Pressure canning

Home canning season is nearly upon us and the water bath and pressure canners are being dusted off and readied for use. The goal of home canning is to preserve food for future use by preventing spoilage. The high water content of foods makes them very perishable for a number of reasons including: the growth of microorganisms, the activity of food enzymes, reactions with oxygen and moisture loss.
    Most microorganisms (bacteria, yeasts and molds) are difficult to remove from food surfaces. Washing helps, peeling and blanching help even more, but it is vital to use the most current recommended processing procedures and times.    
    Whether a food should be processed using a pressure canner or boiling-water canner depends on the acidity of the food. Low-acid foods include high protein foods, and ALL fresh vegetables except tomatoes and must be processed using a pressure canner.
    Pressure canners for home use were extensively redesigned in the 1970’s. Earlier models were heavy-walled kettles with clamp-on or turn-on lids. Today’s models are lighter weight, thin-walled kettles, most have turn-on lids fitted with gaskets, have removable jar racks, a dial-gauge, an automatic vent/cover lock, a vent pipe covered with a safety valve and a safety fuse. Only use canners that have the Underwriter’s Laboratory (UL) approval to ensure their safety.
    There are two kinds of gauges to indicate pressure, dial and weighted. Weighted gauges indicate and regulate the pressure and are usually designed to ‘jiggle’ several times a minute or to keep rocking gently when they are maintaining a pressure of five, 10 or 15 pounds. Reading your manufacturer’s directions is the only way to know how to use your weighted gauge. These gauges do not need to be tested annually. Dial gauges indicate the pressure and usually have a counterweight or pressure regulator for sealing off the vent pipe to pressurize the canner. This weight should not be confused with a weighted gauge, it will not rock or jiggle. Pressure reading on a dial gauge canner are the only way to know the pressure in the canner.

────────────────────

WHAT IS NEEDED =>
From the text on pressure canning, quote the passage starting with "Home canning season" and going on through "a pressure canner.".

Natural language descriptions of regions
────────────────────

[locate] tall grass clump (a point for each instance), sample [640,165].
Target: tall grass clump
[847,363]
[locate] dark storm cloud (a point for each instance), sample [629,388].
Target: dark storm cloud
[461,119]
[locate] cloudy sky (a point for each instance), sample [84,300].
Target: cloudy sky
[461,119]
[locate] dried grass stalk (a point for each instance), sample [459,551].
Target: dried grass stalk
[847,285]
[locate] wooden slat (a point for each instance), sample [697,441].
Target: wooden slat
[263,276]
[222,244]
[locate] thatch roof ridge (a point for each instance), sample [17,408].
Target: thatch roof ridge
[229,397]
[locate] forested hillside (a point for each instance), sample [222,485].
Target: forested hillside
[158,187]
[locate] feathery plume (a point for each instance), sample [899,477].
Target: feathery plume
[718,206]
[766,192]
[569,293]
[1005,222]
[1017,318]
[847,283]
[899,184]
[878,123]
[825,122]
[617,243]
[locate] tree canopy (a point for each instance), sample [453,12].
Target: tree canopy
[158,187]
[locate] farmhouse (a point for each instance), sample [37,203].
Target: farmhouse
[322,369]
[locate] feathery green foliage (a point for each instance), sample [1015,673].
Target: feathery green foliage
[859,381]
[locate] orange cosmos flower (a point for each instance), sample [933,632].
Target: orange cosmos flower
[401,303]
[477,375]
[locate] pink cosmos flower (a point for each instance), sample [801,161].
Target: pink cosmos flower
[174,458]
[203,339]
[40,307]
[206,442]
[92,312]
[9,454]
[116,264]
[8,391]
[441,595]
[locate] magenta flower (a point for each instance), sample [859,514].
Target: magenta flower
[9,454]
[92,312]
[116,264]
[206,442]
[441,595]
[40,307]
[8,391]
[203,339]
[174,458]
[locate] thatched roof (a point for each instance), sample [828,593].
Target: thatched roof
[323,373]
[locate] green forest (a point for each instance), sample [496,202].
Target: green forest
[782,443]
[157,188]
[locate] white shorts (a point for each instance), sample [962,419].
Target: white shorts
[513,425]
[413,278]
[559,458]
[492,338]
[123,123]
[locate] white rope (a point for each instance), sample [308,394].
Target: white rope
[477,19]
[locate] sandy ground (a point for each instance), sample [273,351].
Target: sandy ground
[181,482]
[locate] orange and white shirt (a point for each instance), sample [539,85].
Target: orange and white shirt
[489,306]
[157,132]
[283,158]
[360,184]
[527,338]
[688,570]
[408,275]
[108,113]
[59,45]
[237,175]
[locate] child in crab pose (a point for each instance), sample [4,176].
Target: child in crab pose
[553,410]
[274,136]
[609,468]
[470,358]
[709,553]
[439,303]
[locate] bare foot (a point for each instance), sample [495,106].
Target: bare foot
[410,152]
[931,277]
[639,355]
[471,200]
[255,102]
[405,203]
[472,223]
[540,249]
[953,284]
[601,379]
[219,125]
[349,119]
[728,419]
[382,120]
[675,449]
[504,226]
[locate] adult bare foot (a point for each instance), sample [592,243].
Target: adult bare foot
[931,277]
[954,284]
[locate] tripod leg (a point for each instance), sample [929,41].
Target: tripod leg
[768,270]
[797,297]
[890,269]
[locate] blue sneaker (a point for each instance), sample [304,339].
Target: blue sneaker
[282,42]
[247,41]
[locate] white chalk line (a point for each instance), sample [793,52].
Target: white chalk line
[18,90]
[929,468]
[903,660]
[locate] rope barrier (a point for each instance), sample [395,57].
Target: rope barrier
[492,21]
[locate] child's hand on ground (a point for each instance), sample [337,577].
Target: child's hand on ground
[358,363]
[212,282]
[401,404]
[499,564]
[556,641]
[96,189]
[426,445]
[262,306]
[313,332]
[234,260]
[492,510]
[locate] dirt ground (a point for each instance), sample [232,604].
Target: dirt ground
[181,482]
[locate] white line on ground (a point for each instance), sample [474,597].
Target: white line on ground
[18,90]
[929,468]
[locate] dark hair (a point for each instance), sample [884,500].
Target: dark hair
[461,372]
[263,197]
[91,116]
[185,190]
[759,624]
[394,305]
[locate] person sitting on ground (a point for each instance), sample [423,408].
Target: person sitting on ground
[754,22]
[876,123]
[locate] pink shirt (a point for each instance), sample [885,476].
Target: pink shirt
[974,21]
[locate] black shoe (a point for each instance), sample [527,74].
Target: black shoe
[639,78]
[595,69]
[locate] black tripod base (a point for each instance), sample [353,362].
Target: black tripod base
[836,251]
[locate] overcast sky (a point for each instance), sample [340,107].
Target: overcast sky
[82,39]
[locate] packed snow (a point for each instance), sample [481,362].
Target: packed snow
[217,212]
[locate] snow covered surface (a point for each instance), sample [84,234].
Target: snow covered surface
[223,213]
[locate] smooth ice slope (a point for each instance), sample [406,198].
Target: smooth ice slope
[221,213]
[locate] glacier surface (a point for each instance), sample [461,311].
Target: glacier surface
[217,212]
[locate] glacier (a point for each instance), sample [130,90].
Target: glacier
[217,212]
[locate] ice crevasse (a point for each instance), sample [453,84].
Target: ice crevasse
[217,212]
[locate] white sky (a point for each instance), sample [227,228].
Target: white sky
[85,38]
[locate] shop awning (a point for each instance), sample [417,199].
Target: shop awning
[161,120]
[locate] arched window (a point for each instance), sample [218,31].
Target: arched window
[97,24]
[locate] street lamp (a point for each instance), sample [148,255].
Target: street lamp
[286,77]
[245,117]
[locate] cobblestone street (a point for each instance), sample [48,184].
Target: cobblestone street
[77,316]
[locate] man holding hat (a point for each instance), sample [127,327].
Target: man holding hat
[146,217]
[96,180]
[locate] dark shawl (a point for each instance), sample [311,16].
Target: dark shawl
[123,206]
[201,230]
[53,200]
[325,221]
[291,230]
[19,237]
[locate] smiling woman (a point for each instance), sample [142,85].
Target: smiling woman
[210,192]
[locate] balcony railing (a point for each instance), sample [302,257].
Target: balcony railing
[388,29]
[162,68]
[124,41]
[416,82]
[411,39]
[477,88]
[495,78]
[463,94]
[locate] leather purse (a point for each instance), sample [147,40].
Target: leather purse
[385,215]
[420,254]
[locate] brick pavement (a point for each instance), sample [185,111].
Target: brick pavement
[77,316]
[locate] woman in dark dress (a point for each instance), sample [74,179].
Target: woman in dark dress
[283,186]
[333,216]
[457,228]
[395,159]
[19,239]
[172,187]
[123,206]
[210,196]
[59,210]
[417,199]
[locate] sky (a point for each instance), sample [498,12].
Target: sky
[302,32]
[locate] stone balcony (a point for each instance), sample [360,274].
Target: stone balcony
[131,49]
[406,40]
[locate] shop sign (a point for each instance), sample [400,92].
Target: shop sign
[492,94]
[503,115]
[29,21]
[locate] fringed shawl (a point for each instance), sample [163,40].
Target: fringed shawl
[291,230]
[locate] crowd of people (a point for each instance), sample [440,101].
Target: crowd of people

────────────────────

TASK SOLUTION =>
Home canning season is nearly upon us and the water bath and pressure canners are being dusted off and readied for use. The goal of home canning is to preserve food for future use by preventing spoilage. The high water content of foods makes them very perishable for a number of reasons including: the growth of microorganisms, the activity of food enzymes, reactions with oxygen and moisture loss.
    Most microorganisms (bacteria, yeasts and molds) are difficult to remove from food surfaces. Washing helps, peeling and blanching help even more, but it is vital to use the most current recommended processing procedures and times.    
    Whether a food should be processed using a pressure canner or boiling-water canner depends on the acidity of the food. Low-acid foods include high protein foods, and ALL fresh vegetables except tomatoes and must be processed using a pressure canner.